= TEXTE FOURNI =
--------------------
Cet article de l’historien britannique a été écrit en décembre 2024, avant le clash entre le tandem Trump-Vance et le président Zelensky, avant la décision de l’administration américaine de suspendre l’aide militaire à l’Ukraine déjà votée et payée. Il devient d’autant plus important d’imaginer avec Timothy Garton Ash les conséquences d’une victoire russe en Ukraine, parmi lesquelles l’accélération probable de la prolifération nucléaire dans le monde.
Il existe des activités humaines dans lesquelles les deux parties peuvent gagner. La guerre n’en fait pas partie. Soit l’Ukraine gagne cette guerre, soit c’est la Russie qui la gagne. L’ancien ministre ukrainien des Affaires étrangères, Dmytro Kouleba, affirme sans ambages que si la trajectoire actuelle n’est pas modifiée, « nous perdrons cette guerre ».
--------------------
(Entrées d’un jeu de données de pointage)
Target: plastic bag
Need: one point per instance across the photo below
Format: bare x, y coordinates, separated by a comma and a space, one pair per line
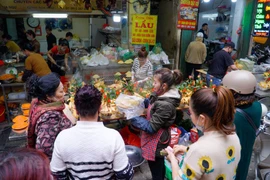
131, 106
175, 134
130, 138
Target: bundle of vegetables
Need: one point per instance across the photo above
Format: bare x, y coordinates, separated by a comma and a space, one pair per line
188, 87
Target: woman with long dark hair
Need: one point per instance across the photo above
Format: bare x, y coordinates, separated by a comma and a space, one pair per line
46, 118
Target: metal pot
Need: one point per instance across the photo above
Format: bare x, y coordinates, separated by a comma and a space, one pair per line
135, 155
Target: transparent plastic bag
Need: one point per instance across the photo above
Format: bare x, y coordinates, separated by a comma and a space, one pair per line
157, 48
131, 106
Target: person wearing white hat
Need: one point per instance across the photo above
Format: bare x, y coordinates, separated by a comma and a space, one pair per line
243, 85
195, 55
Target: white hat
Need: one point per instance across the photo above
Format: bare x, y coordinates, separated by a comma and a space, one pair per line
199, 34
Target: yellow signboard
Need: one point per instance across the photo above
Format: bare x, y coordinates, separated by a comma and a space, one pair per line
144, 29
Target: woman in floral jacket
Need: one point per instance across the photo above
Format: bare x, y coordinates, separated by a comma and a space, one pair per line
46, 118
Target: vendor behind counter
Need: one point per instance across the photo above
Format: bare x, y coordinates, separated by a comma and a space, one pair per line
34, 63
142, 68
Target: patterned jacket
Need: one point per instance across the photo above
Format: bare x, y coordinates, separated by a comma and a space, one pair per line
46, 121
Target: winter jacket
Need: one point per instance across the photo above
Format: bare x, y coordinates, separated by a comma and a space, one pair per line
163, 114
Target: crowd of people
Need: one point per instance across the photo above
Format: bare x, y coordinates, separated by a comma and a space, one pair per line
89, 150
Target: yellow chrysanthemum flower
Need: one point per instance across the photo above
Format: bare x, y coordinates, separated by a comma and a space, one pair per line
205, 164
221, 177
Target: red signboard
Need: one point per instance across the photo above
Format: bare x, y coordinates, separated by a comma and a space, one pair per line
187, 15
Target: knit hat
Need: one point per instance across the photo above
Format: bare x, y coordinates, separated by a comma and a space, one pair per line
199, 34
230, 44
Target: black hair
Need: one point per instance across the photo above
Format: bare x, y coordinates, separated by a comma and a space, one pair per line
48, 27
43, 86
217, 104
87, 100
6, 36
69, 34
30, 32
63, 42
204, 24
230, 44
170, 77
142, 52
28, 46
243, 99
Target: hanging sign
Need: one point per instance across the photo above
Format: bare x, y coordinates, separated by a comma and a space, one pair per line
--------------------
= À FAIRE =
1 – Dressez la liste de toutes les personnes désignées par leur nom dans le passage sur la guerre en Ukraine.
2 – Recopiez le passage sur la guerre en Ukraine depuis « Cet article de » jusqu’à « dans le monde. » inclus.

= RÉPONSES PAR TÂCHE =
1 –
- Trump
- Vance
- Zelensky
- Timothy Garton Ash
- Dmytro Kouleba

2 –
Cet article de l’historien britannique a été écrit en décembre 2024, avant le clash entre le tandem Trump-Vance et le président Zelensky, avant la décision de l’administration américaine de suspendre l’aide militaire à l’Ukraine déjà votée et payée. Il devient d’autant plus important d’imaginer avec Timothy Garton Ash les conséquences d’une victoire russe en Ukraine, parmi lesquelles l’accélération probable de la prolifération nucléaire dans le monde.